• **INSTRUCTION A**
Retype the passage on accessible virtual events word for word, everything from "2.13 – Advise" down to "bell has rung.".
• **INSTRUCTION B**
In the passage on accessible virtual events, what kind of captioning is called temperamental?
• **INSTRUCTION C**
Give what follows the final sentence of the passage on accessible virtual events.

• **PAGE TEXT**

For many deaf attendees (myself included), having high quality audio will make the process of listening and consuming audio sounds so much easier. We already have to strain to listen, but if they audio quality is poor, that strain will lead to frustration and also tiredness because of concentration fatigue, which will then mean that attending the virtual event is a more strenuous activity than it should be.
2.13 – Advise all speakers to speak in quiet environment
This is another obvious one for everyone. On the one hand, it’s to ensure that attendees can hear well. But on the other hand, this is also to ensure that captioning will run smoother, particularly if you are using automatic live-captioning (which is temperamental enough as it is).
The “beauty” of video conversations (for some) is that you never know what is going to happen. We have all seen or experienced scenarios where children have crashed into a room during important video calls, a dog is barking in the background or the door bell has rung.
These are not always easy to control but all you can do is to do your best in the circumstances. Most people can relate to unexpected intruders during video calls.
2.14 – Advise all speakers to be in well-lit environment
During an offline conference with a stage, the spotlight would have been on the speakers so that you can see them clearly. The same concept applies to virtual events too.
The other reason for being in well-lit environment is to make it easier for deaf attendees to lip-read the speakers.

• **INFORMATION PROVIDED**
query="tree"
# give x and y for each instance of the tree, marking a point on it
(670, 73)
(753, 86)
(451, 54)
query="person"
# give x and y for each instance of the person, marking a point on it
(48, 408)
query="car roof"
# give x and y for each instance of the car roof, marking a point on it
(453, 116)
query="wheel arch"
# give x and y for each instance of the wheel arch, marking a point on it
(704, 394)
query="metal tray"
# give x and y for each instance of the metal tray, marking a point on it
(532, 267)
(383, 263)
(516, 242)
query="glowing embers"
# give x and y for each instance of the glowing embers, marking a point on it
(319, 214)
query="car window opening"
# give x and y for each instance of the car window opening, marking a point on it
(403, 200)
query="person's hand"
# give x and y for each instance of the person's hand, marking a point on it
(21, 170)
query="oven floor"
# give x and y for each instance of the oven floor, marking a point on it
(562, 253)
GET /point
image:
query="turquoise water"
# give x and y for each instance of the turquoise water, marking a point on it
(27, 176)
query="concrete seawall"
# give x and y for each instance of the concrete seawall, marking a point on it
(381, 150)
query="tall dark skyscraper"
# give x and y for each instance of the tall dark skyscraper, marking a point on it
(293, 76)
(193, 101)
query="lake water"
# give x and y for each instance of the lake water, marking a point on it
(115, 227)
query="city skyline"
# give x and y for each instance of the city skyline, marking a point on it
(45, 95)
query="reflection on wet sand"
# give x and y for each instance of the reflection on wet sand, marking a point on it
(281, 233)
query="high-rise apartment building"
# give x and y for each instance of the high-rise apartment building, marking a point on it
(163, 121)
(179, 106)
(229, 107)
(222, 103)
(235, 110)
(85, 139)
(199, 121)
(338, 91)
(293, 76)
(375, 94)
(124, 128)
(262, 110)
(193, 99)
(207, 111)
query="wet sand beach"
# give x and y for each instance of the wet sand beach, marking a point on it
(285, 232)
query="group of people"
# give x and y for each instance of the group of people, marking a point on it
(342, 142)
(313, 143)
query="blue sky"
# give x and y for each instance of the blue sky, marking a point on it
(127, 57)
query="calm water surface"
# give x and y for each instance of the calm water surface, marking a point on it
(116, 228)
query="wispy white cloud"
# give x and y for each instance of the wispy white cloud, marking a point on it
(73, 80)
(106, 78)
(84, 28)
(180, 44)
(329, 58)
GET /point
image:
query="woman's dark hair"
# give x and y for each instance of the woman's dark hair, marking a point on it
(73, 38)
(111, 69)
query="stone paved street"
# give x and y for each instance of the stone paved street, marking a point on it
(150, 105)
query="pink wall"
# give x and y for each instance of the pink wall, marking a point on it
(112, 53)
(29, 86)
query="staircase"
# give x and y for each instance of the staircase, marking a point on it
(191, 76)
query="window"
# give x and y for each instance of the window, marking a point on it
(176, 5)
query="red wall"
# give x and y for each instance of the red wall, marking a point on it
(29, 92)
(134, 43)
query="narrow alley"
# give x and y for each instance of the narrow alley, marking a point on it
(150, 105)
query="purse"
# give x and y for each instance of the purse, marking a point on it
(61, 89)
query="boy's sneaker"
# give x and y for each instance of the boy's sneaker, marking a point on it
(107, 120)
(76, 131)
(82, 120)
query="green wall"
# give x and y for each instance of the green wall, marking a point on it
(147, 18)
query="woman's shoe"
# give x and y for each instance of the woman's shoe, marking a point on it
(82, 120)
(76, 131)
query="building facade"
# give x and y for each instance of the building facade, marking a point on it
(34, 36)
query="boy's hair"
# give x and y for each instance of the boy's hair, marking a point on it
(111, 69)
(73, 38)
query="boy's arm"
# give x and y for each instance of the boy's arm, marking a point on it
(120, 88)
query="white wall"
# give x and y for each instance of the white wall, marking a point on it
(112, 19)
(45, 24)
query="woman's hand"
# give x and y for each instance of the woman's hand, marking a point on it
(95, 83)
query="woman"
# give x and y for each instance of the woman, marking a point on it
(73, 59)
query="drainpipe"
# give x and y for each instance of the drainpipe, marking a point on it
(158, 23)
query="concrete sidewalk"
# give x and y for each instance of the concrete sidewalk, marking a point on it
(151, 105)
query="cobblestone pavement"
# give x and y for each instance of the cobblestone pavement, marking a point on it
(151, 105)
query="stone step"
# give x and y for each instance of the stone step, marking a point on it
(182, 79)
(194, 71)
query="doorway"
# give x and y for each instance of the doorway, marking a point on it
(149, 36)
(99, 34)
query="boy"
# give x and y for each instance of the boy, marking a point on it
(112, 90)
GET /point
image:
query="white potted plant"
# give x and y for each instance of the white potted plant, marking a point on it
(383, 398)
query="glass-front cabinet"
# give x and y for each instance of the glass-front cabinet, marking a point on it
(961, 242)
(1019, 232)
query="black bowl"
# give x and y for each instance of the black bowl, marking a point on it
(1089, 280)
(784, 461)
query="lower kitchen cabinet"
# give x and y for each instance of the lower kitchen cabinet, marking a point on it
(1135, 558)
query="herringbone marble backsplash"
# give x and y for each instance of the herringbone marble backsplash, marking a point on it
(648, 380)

• **ANSWER A**
2.13 – Advise all speakers to speak in quiet environment
This is another obvious one for everyone. On the one hand, it’s to ensure that attendees can hear well. But on the other hand, this is also to ensure that captioning will run smoother, particularly if you are using automatic live-captioning (which is temperamental enough as it is).
The “beauty” of video conversations (for some) is that you never know what is going to happen. We have all seen or experienced scenarios where children have crashed into a room during important video calls, a dog is barking in the background or the door bell has rung.

• **ANSWER B**
Automatic live-captioning.

• **ANSWER C**
You might be thinking that with captions and interpreters, this is not necessary. But if the captions are not working or inaccurate, and there are no interpreters, you are then dependent on other “clues” and reading lips is one of them (though I must emphasises that it’s not a solution. It is one of many clues to understand what the person is saying).
2.15 – Advise all speakers to speak clearly and use plain language
It doesn’t matter if the event was online or offline, this is an important tip.
It’s easy to get excited or nervous in the moment where you then talk fast and don’t even give yourself time to breathe (I’ve been there). But the issue with that is the same as audio quality.
If the talk is not comprehensible, not only the attendees listening will not be able to understand, but it is very difficult for the captioning and interpretation to be accurate.
Take a breathe and speak smoothly.
2.16 – Encourage the use of headphones and microphones for attendees
For the same reason as the previous tips, advise all attendees to have headphones and microphones if they choose to ask questions orally instead of by typing.
Again, it is not possible to have everyone using a microphone. But the other option is to either:
- use your mobile phone’s hands-free kit which has a small microphone, or
- at the very least, put on headphones so that the sounds does not come out of the speaker and into the internal microphone on your laptop.
2.17 – Encourage your speakers to have shareable materials for reference
We’ve all been there: “will you be sharing the slides?…where can I access the slides?”
Since this is almost guaranteed to happen, encourage the speakers to have materials that attendees can refer to.
This is especially useful for deaf attendees who require more information on certain things that they have not picked up during the event because it wasn’t clear enough.
It is also quite helpful for certain deaf attendees to have access to the slides in advance so that they can follow along to the talk. But this also gives them a head start on the context of the talk without focusing and listening intensely (which can eventually get really tiring) to get the gist of the talk.
2.18 – Ask all attendees to write their name in full when signing up
Sure, it’s fun to have different personas and nicknames, but for convenience and to make easier to track who is who (especially after the event if people want to connect with each other), it’s best to keep things consistent by writing your real name in full.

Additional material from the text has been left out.